Device Fabrication and Characterization

The device core was a porous PC membrane sandwiched between two PDMS layers, each having an engraved microchannel with a width of 500 µm and a height of 120 µm. The master structures used for PDMS replicas were fabricated by photolithography (UV exposure for 10 s at 500 W) on SU-8 2100 photoresist. The resist was spin-cast (3000 rpm, 30 s) on Si/SiO2 substrate and developed for 8 min after the bake processes (65°C for 5 min and 95°C for 30 min). The elastomeric layers were realized by replica molding through in situ polymerization (75°C for 15 min) of PDMS (10∶1 w/w base: curing agent) on the master, peeled off and punched in correspondence to the inlet and outlet chambers of the microchannels. In lieu of performing oxygen plasma treatments [11], the PC membrane was embedded between the two PDMS structured layers by introducing a thin mortar layer [34] that was prepared by spin-coating a mixture of PDMS and toluene (40% w/v) on a clean glass cover slide (1500 rpm for 1 min). Then, the two PDMS elements were placed onto the glass slide coated with the adhesive mortar layer and allowed to stay in contact for 30 s. Finally, the PC membrane was placed onto one of the PDMS layers and pressed down into the thin adhesive film. This PDMS piece with the membrane attached was then aligned under a stereomicroscope and bonded with the second PDMS layer through overnight thermal curing at 35°C, which avoided shrinkage of the membrane.

### Work order
In the fabrication passage:
(a) What were the width and height of each engraved microchannel?
(b) At what speed and for how long was the PDMS and toluene mixture spin-coated onto the glass cover slide?
(c) At what temperature was the overnight thermal curing carried out?
Answer using only the fabrication passage.

### Provided material
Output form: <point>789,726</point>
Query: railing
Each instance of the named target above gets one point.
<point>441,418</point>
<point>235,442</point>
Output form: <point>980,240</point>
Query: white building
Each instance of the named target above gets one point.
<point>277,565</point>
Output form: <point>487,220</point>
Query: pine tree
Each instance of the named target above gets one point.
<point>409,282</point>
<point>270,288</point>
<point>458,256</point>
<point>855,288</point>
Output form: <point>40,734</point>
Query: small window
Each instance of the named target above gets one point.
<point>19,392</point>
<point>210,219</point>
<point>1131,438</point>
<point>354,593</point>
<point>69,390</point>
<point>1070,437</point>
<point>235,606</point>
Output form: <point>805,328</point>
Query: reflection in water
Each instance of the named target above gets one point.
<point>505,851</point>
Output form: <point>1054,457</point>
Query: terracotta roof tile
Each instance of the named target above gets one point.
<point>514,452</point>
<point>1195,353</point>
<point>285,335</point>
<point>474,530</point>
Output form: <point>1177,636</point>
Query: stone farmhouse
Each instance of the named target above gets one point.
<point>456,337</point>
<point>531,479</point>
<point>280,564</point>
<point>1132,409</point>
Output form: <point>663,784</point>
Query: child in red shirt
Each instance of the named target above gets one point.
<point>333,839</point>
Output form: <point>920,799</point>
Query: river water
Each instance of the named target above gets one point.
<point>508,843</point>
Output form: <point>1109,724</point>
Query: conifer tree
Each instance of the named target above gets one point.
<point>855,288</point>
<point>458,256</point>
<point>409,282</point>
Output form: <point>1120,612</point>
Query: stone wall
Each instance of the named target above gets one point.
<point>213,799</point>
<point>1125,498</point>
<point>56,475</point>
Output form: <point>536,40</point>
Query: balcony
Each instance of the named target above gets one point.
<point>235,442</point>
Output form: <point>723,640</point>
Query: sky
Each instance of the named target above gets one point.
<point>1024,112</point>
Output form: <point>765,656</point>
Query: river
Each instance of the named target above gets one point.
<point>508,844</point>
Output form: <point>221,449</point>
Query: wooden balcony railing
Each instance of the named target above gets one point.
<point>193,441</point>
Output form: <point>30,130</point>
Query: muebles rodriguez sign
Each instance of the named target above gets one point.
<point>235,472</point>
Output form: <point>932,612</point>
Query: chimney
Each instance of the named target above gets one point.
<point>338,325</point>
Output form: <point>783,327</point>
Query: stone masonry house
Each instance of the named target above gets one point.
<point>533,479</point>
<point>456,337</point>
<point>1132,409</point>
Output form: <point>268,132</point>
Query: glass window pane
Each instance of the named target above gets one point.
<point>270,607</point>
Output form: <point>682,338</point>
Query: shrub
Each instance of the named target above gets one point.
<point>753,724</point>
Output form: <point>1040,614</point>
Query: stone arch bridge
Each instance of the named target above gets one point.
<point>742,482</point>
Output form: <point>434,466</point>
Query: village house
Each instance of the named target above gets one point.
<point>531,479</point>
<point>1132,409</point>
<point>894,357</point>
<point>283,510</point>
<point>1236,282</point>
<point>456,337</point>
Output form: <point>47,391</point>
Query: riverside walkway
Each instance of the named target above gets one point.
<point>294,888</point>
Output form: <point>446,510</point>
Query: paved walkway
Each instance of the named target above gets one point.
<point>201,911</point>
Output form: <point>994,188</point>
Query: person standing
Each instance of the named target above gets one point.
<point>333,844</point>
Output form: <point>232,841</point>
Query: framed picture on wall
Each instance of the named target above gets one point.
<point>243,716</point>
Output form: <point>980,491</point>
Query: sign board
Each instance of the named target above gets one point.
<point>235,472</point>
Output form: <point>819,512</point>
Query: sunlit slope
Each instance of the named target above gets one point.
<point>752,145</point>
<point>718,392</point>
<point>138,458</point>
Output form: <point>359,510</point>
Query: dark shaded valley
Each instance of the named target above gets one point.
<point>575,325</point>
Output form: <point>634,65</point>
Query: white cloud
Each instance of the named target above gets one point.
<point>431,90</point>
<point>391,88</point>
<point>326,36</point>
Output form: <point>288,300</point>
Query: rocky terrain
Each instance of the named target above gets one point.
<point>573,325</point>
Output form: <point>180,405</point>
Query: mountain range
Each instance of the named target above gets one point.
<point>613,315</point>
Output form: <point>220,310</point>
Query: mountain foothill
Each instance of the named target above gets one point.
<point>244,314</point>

### Response to the task
(a) 500 µm wide and 120 µm high
(b) 1500 rpm for 1 min
(c) 35°C